BEGIN
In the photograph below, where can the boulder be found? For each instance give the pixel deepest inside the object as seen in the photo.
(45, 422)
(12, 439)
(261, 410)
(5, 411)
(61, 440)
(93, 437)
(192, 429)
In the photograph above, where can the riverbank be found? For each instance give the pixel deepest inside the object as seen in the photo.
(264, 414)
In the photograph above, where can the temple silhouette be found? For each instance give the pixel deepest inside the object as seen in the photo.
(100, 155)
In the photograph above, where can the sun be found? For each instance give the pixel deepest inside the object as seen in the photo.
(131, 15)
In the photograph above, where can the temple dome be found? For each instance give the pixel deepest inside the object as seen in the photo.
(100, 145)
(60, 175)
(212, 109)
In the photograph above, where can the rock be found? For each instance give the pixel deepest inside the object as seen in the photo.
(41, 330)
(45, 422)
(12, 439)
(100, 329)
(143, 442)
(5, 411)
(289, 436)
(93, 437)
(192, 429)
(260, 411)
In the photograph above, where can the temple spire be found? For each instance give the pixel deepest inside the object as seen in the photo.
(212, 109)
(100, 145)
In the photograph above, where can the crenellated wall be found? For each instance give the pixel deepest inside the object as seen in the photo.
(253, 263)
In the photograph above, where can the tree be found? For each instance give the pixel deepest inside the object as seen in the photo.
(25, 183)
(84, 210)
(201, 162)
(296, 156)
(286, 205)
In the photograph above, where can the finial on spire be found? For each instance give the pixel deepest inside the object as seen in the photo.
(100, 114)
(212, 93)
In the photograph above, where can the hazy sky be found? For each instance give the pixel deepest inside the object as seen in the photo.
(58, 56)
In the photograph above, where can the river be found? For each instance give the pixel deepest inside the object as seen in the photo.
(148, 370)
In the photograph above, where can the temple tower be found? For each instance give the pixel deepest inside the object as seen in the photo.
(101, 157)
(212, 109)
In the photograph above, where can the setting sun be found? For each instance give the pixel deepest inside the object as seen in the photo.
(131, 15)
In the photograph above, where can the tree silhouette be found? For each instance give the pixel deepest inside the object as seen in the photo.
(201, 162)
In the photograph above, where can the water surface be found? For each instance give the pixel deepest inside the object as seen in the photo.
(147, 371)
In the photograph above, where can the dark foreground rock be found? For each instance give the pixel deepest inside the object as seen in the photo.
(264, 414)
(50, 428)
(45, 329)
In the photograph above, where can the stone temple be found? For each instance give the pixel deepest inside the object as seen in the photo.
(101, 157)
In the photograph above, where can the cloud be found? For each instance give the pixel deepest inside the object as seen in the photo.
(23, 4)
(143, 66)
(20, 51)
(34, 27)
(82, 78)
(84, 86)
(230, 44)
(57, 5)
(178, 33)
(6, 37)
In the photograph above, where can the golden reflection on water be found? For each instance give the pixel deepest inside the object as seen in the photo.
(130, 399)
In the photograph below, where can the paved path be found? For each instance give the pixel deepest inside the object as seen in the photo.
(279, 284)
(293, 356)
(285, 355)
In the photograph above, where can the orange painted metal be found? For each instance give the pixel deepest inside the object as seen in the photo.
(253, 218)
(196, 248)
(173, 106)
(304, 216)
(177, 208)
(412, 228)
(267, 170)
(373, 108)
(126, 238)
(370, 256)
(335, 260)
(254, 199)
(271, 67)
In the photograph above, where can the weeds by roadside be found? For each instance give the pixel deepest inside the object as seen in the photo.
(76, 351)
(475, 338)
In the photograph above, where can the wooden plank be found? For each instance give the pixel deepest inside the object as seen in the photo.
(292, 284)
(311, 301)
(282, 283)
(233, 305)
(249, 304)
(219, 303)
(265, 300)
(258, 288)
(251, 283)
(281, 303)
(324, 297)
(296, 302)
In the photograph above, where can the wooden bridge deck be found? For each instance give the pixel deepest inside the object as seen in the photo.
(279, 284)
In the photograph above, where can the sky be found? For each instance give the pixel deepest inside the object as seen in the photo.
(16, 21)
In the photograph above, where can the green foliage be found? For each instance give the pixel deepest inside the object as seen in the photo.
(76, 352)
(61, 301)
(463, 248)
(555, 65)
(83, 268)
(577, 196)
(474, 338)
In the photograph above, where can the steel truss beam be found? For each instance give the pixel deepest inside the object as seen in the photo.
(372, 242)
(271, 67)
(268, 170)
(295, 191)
END
→ **Instruction**
Recast every line of all the entries above as a JSON list of strings, one string per line, with blank lines omitted.

→ **Response to the exercise**
[
  "In the photograph below, where can the boulder be found? For each instance give the pixel deepest inside the object as seen in the photo.",
  "(45, 422)",
  "(12, 439)",
  "(261, 410)",
  "(5, 411)",
  "(61, 440)",
  "(93, 437)",
  "(192, 429)",
  "In the photograph above, where can the riverbank be found? For each instance give the pixel deepest inside the object as seen in the photo.",
  "(264, 414)",
  "In the photograph above, where can the temple silhouette be found? For each instance give the pixel deepest inside the object as seen in the photo.",
  "(100, 155)",
  "In the photograph above, where can the sun be found? For each instance give the pixel deepest inside the object as seen in the photo.",
  "(131, 15)",
  "In the photograph above, where can the temple dome be found? For each instance give the pixel deepest inside the object as seen in the photo.",
  "(100, 145)",
  "(60, 175)",
  "(212, 109)",
  "In the photograph above, where can the rock be found? For each instance give the pixel deepest inside the object as seen in the photo.",
  "(41, 330)",
  "(45, 422)",
  "(12, 439)",
  "(100, 329)",
  "(143, 442)",
  "(5, 411)",
  "(289, 436)",
  "(93, 437)",
  "(192, 429)",
  "(260, 411)",
  "In the photograph above, where can the temple spire be found? For each instance give the pixel deepest inside the object as seen in the photo.",
  "(212, 109)",
  "(100, 145)",
  "In the photograph above, where can the crenellated wall be found? For each instance give the pixel deepest inside the object as seen in the photo.",
  "(253, 263)",
  "In the photograph above, where can the tree be found? For each instance give the pixel deepest inside the object as seen in the photo.",
  "(25, 183)",
  "(84, 210)",
  "(201, 162)",
  "(296, 156)",
  "(286, 205)",
  "In the photograph above, where can the finial on spire be found? For each instance give the pixel deepest inside the object as seen in the photo.",
  "(100, 114)",
  "(212, 93)",
  "In the photograph above, where can the hazy sky be found? For each instance give the pixel deepest inside the object as seen in the photo.",
  "(58, 56)",
  "In the photograph above, where can the river be found? For each instance give the pixel deepest inside the object as seen in the photo.",
  "(148, 370)",
  "In the photograph above, where can the temple tower be found? For each instance give the pixel deepest inside the object as seen in the photo.",
  "(101, 157)",
  "(212, 109)",
  "In the photograph above, where can the setting sun be found? For each instance give the pixel deepest inside the object as seen in the photo.",
  "(131, 15)",
  "In the photograph above, where can the tree silhouette be found? For each instance give the pixel deepest inside the object as seen in the photo.",
  "(201, 162)",
  "In the photograph above, where can the water surface be found? For each instance give the pixel deepest inside the object as seen in the photo.",
  "(147, 371)",
  "In the photograph above, where can the dark foreground rock be found? For each instance give the pixel deepest inside the object as seen in the photo.",
  "(264, 414)",
  "(50, 428)",
  "(45, 329)",
  "In the photograph above, where can the stone temple be found? For each instance give the pixel deepest inside the object as seen in the photo.",
  "(101, 157)",
  "In the photograph above, where can the cloud be found? For each instance give the pixel deepest inside the object as seen in the photo.",
  "(23, 4)",
  "(143, 66)",
  "(20, 51)",
  "(34, 27)",
  "(82, 78)",
  "(84, 86)",
  "(230, 44)",
  "(57, 5)",
  "(178, 33)",
  "(6, 37)",
  "In the photograph above, where can the golden reflection on water be found? For each instance give the pixel deepest inside the object as seen in the photo.",
  "(130, 399)",
  "In the photograph below, where can the paved path be found? For each instance give the pixel deepest inside the object as seen in the photo.",
  "(279, 284)",
  "(293, 356)",
  "(285, 355)",
  "In the photograph above, where can the orange painted metal be found? For each instance give the pixel deepest inside the object as seen in the photo.",
  "(253, 218)",
  "(196, 248)",
  "(173, 106)",
  "(304, 216)",
  "(177, 208)",
  "(412, 228)",
  "(267, 170)",
  "(373, 108)",
  "(126, 238)",
  "(370, 256)",
  "(335, 260)",
  "(254, 199)",
  "(271, 67)",
  "In the photograph above, where can the weeds by roadside be found? For each instance give the pixel deepest inside the object as seen in the photo.",
  "(76, 351)",
  "(475, 338)",
  "In the photograph above, where can the wooden plank be found? For each instance give the pixel deepest inside the object as seen in the photo.",
  "(292, 284)",
  "(311, 301)",
  "(282, 283)",
  "(233, 305)",
  "(249, 304)",
  "(219, 303)",
  "(265, 300)",
  "(258, 288)",
  "(251, 283)",
  "(281, 303)",
  "(324, 297)",
  "(296, 302)",
  "In the photograph above, where can the wooden bridge deck be found? For each instance give the pixel deepest inside the object as seen in the photo.",
  "(279, 284)",
  "In the photograph above, where can the sky be found? For each instance give the pixel deepest inside the object as seen in the photo.",
  "(16, 21)",
  "In the photograph above, where can the green foliage be found? For each instance give the pixel deepest inside the object as seen in the photo.",
  "(76, 352)",
  "(61, 301)",
  "(463, 248)",
  "(555, 65)",
  "(83, 268)",
  "(577, 196)",
  "(474, 338)",
  "In the photograph above, where can the steel truss beam be found? For each instance give the pixel deepest inside the object as seen in the photo.",
  "(372, 242)",
  "(271, 67)",
  "(268, 170)",
  "(295, 191)"
]